--- START OF INPUT DATA ---

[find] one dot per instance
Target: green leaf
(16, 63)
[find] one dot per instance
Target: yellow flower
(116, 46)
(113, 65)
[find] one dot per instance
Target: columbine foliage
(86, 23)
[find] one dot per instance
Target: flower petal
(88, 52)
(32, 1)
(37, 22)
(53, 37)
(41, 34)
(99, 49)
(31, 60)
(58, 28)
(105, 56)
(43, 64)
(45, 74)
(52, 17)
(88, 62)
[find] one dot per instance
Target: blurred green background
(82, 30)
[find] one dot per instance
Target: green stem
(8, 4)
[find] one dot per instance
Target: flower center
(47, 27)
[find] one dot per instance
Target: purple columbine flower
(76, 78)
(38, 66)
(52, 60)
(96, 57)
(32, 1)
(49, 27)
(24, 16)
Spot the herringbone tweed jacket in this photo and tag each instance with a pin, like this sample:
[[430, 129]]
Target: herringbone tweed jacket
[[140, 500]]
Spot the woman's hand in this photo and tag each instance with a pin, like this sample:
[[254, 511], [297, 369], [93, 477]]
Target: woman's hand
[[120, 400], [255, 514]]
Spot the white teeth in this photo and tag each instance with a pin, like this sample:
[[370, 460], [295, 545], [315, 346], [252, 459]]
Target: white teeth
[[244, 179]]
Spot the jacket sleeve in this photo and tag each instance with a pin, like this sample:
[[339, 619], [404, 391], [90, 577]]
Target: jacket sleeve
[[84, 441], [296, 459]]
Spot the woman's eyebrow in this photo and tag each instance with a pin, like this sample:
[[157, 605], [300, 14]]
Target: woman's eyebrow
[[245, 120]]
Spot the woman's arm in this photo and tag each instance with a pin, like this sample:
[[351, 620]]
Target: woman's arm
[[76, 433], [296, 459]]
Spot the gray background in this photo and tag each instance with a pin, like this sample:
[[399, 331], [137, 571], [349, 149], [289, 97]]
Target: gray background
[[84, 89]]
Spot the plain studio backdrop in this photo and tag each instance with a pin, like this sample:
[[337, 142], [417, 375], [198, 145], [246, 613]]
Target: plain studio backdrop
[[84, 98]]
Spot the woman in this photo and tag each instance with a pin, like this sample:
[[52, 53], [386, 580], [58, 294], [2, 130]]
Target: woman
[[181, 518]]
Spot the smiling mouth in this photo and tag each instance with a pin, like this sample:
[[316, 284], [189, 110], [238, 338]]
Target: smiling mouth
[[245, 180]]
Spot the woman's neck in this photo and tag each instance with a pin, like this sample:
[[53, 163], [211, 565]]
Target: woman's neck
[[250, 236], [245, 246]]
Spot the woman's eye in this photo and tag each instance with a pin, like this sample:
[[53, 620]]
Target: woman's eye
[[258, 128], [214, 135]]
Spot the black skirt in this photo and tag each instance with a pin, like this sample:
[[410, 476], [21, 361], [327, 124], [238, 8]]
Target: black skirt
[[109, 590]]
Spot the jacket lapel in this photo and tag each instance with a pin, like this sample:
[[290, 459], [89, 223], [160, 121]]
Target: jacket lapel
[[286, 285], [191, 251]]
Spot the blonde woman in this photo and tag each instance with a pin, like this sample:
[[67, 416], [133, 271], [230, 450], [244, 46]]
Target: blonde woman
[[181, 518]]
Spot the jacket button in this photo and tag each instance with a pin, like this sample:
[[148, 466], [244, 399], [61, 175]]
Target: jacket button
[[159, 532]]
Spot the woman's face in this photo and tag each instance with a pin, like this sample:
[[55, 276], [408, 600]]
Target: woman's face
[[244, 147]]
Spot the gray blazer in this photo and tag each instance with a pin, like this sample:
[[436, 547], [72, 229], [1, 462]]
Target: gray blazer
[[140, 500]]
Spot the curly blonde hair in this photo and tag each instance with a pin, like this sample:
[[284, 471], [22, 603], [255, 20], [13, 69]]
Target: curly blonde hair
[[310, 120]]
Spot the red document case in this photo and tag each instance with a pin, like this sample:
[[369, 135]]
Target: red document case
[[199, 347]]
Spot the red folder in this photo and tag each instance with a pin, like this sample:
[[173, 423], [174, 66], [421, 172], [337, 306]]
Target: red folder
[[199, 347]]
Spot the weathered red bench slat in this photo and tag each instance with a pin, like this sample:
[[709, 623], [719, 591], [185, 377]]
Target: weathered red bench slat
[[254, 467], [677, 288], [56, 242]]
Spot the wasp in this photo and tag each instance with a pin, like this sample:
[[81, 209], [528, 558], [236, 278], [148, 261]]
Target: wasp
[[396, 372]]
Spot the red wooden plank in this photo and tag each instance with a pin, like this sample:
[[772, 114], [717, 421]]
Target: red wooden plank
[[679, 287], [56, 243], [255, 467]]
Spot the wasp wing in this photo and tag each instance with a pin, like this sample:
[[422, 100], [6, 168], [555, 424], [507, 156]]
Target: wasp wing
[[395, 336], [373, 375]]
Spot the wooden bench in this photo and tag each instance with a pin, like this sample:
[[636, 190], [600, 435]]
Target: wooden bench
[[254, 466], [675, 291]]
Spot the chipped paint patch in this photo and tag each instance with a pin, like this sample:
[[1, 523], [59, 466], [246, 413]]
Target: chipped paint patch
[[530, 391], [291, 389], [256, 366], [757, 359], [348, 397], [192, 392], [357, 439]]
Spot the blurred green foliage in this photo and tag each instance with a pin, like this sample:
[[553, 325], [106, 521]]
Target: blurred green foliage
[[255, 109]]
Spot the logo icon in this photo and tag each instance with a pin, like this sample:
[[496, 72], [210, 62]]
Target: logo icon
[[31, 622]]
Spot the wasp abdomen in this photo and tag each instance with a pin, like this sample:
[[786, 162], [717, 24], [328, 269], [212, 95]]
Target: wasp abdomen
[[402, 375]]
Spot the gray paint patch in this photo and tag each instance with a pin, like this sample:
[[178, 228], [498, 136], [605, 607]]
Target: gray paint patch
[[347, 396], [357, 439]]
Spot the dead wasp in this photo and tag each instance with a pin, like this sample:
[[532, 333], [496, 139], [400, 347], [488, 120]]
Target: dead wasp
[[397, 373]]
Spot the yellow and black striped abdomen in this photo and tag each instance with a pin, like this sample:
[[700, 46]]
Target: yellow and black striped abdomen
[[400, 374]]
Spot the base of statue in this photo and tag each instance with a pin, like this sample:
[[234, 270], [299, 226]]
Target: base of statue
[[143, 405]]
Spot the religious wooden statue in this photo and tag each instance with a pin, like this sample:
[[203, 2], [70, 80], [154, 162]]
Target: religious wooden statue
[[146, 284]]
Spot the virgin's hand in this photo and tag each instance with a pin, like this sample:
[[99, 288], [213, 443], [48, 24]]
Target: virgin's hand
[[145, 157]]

--- END OF INPUT DATA ---

- WHAT TO DO: Copy out the whole listing above, putting "mark" wherever "tag" appears and leaving everything else as it is.

- FINISHED EXERCISE:
[find] one dot per instance
Target: green leaf
(16, 63)
[find] one dot per instance
Target: yellow flower
(116, 46)
(113, 65)
[find] one dot per instance
Target: columbine foliage
(86, 23)
[find] one dot per instance
Target: flower petal
(88, 52)
(32, 1)
(37, 22)
(53, 37)
(41, 34)
(99, 49)
(31, 60)
(58, 28)
(105, 56)
(43, 64)
(45, 74)
(52, 17)
(88, 62)
[find] one dot per instance
Target: blurred green background
(82, 30)
[find] one dot per instance
Target: green stem
(8, 4)
[find] one dot per instance
Target: flower center
(47, 27)
[find] one dot per instance
Target: purple columbine flower
(76, 78)
(38, 66)
(52, 60)
(96, 57)
(32, 1)
(49, 27)
(24, 16)
Spot the herringbone tweed jacket in this photo and mark each instance with a pin, like this sample:
[[430, 129]]
Target: herringbone tweed jacket
[[140, 500]]
Spot the woman's hand in this photo and mark each instance with a pin, like this sample:
[[254, 511], [297, 369], [93, 477]]
Target: woman's hand
[[120, 400], [255, 514]]
Spot the white teeth in this photo and mark each instance with a pin, like this sample:
[[370, 460], [295, 545], [315, 346], [252, 459]]
Target: white teeth
[[244, 179]]
Spot the jacket sleeve in this photo and mark each instance with a pin, like this sample:
[[339, 619], [404, 391], [90, 577]]
Target: jacket sleeve
[[84, 441], [296, 459]]
Spot the woman's eyebrow in this photo and mark each instance with a pin, like this sample:
[[157, 605], [300, 14]]
Target: woman's eyebrow
[[245, 120]]
Spot the woman's arm in this photo and mark each instance with a pin, like this sample:
[[351, 620]]
Target: woman's arm
[[76, 433], [296, 459]]
Spot the gray background in this photo and mark each instance with a pin, like this sample:
[[399, 331], [137, 571], [349, 149], [289, 97]]
Target: gray background
[[84, 89]]
Spot the plain studio backdrop in this photo and mark each instance with a pin, like this sample:
[[337, 142], [417, 375], [198, 145], [246, 613]]
Target: plain studio backdrop
[[84, 98]]
Spot the woman in this photo and mark each instance with a pin, like this sample:
[[52, 53], [386, 580], [58, 294], [2, 130]]
Target: woman
[[181, 518]]
Spot the smiling mouth in this photo and mark each instance with a pin, like this sample:
[[316, 284], [189, 110], [238, 338]]
Target: smiling mouth
[[245, 180]]
Spot the woman's neck in this photo and mark each instance with a pin, like this sample:
[[53, 163], [211, 565]]
Target: woman's neck
[[250, 236], [245, 246]]
Spot the woman's eye in this photo and mark each instance with a pin, like this sample:
[[53, 620]]
Target: woman's eye
[[258, 128], [214, 135]]
Spot the black skirt in this photo and mark each instance with a pin, like this sample:
[[410, 476], [21, 361], [327, 124], [238, 8]]
Target: black skirt
[[109, 590]]
Spot the jacket lapel in this photo and mark each instance with a pin, like this sample:
[[290, 459], [89, 223], [160, 121]]
Target: jacket lapel
[[286, 285], [191, 251]]
Spot the blonde woman in this photo and mark each instance with a pin, like this sample:
[[67, 416], [133, 271], [230, 450], [244, 46]]
Target: blonde woman
[[181, 518]]
Spot the jacket button in this photo and mark each instance with a pin, like this sample:
[[148, 466], [244, 399], [61, 175]]
Target: jacket button
[[159, 532]]
Spot the woman's face in this photo and mark each instance with a pin, like this sample:
[[55, 276], [408, 600]]
Target: woman's face
[[244, 147]]
Spot the gray blazer in this photo and mark each instance with a pin, like this sample:
[[436, 547], [72, 229], [1, 462]]
Target: gray blazer
[[140, 500]]
Spot the curly blonde hair in this photo and mark each instance with a pin, like this sample:
[[284, 471], [22, 603], [255, 20], [13, 69]]
Target: curly blonde hair
[[310, 120]]
Spot the red document case in this photo and mark each instance with a pin, like this sample:
[[369, 135]]
Target: red document case
[[199, 347]]
Spot the red folder in this photo and mark each instance with a pin, like this sample:
[[173, 423], [174, 66], [421, 172], [337, 306]]
Target: red folder
[[199, 347]]
Spot the weathered red bench slat in this photo and mark each instance with a pin, like this sample:
[[709, 623], [719, 591], [185, 377]]
Target: weathered red bench slat
[[254, 467], [677, 288], [56, 242]]
Spot the wasp in this photo and mark each instance with a pin, like this sample:
[[81, 209], [528, 558], [236, 278], [148, 261]]
Target: wasp
[[396, 372]]
Spot the red wooden plank in this photo and mark each instance with a pin, like this sample:
[[772, 114], [717, 421]]
Target: red wooden plank
[[679, 287], [56, 243], [255, 467]]
Spot the wasp wing in this photo and mark each instance with a pin, like this sample:
[[422, 100], [6, 168], [555, 424], [507, 156]]
Target: wasp wing
[[395, 336], [373, 375]]
Spot the wooden bench in this photo and mark each instance with a pin, like this sample:
[[636, 190], [600, 435]]
Target: wooden bench
[[254, 466], [675, 291]]
Spot the chipped paint patch in this photo and mark each instance with a pin, like this sample:
[[1, 523], [59, 466], [246, 413]]
Target: chipped paint patch
[[530, 391], [291, 389], [256, 366], [757, 359], [348, 397], [192, 392], [357, 439]]
Spot the blurred green foliage in this photo and mark each instance with a pin, like this sample:
[[553, 325], [106, 521]]
Target: blurred green foliage
[[255, 109]]
Spot the logo icon in this photo and mark each instance with a pin, like this sample:
[[496, 72], [210, 62]]
Target: logo icon
[[31, 622]]
Spot the wasp abdomen in this photo and mark each instance with a pin, like this sample:
[[786, 162], [717, 24], [328, 269], [212, 95]]
Target: wasp abdomen
[[402, 375]]
Spot the gray paint patch in this photo and mark each instance with a pin, like this sample:
[[178, 228], [498, 136], [605, 607]]
Target: gray paint patch
[[347, 396], [357, 439]]
Spot the dead wasp in this photo and mark each instance with a pin, like this sample:
[[532, 333], [496, 139], [400, 347], [488, 120]]
Target: dead wasp
[[397, 373]]
Spot the yellow and black striped abdomen in this photo and mark each instance with a pin, like this sample:
[[700, 46]]
Target: yellow and black striped abdomen
[[400, 374]]
Spot the base of statue in this photo and mark each instance with a pin, like this sample:
[[234, 270], [299, 226]]
Target: base of statue
[[143, 405]]
Spot the religious wooden statue in this photo and mark each instance with a pin, like this sample:
[[203, 2], [70, 80], [154, 162]]
Target: religious wooden statue
[[146, 284]]
Spot the virgin's hand in this photo and mark each instance with a pin, like this sample:
[[99, 288], [213, 443], [48, 24]]
Target: virgin's hand
[[145, 157]]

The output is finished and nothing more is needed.